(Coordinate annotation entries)
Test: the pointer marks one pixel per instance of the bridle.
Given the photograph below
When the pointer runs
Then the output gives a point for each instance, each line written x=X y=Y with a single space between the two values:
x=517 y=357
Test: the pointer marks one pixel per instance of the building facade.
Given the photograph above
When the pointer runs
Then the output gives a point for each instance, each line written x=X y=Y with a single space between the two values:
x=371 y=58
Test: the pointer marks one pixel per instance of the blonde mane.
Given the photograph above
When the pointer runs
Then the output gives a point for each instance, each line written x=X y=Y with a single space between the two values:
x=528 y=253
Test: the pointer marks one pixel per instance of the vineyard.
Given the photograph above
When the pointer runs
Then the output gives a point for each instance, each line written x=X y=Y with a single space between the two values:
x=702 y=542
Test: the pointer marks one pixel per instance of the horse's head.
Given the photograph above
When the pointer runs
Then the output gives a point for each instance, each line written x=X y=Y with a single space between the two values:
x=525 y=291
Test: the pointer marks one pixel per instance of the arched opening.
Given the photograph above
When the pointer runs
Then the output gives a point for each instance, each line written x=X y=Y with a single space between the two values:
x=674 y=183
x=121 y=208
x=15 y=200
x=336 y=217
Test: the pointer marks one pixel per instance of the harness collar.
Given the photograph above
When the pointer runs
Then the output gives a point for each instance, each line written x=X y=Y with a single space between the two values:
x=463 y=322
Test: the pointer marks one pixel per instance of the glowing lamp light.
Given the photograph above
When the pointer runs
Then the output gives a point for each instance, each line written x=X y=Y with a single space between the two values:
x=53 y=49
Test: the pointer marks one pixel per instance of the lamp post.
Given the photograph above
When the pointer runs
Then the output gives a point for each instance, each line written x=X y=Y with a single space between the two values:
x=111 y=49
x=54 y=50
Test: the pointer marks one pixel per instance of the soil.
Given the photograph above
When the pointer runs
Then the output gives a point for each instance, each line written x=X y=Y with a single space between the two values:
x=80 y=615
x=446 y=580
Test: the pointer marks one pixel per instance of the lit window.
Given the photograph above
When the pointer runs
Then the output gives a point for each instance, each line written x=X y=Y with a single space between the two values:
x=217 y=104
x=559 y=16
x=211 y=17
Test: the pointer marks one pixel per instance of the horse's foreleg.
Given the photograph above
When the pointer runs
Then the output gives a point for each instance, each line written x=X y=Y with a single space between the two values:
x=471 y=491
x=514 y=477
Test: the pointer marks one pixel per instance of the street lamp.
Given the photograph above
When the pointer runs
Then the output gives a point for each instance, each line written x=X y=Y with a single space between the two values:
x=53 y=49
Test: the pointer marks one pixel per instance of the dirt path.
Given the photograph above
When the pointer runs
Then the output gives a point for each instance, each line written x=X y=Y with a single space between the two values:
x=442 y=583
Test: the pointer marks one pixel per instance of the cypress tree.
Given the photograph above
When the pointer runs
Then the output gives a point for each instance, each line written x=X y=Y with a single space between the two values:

- _Task details_:
Please change "pointer" to "marker" in the records from the first line up to and including the line with "x=528 y=253", leaving everything else unchanged. Give back only those lines.

- _Expected answer_:
Test: the marker marks one pixel per instance of the bridle.
Given the photograph below
When the marker runs
Then the output gives a point for each instance, each line written x=X y=Y with a single space between the two values:
x=517 y=357
Test: the marker marks one pixel per instance of the building facade.
Given the photograph above
When the marker runs
Then the output gives a point for each instance, each line written x=X y=Y with a single space between the two values:
x=371 y=58
Test: the marker marks one pixel per instance of the blonde mane.
Given the photograph above
When the marker runs
Then the output gives a point for each instance, each line written x=X y=Y with a single space between the two values:
x=528 y=253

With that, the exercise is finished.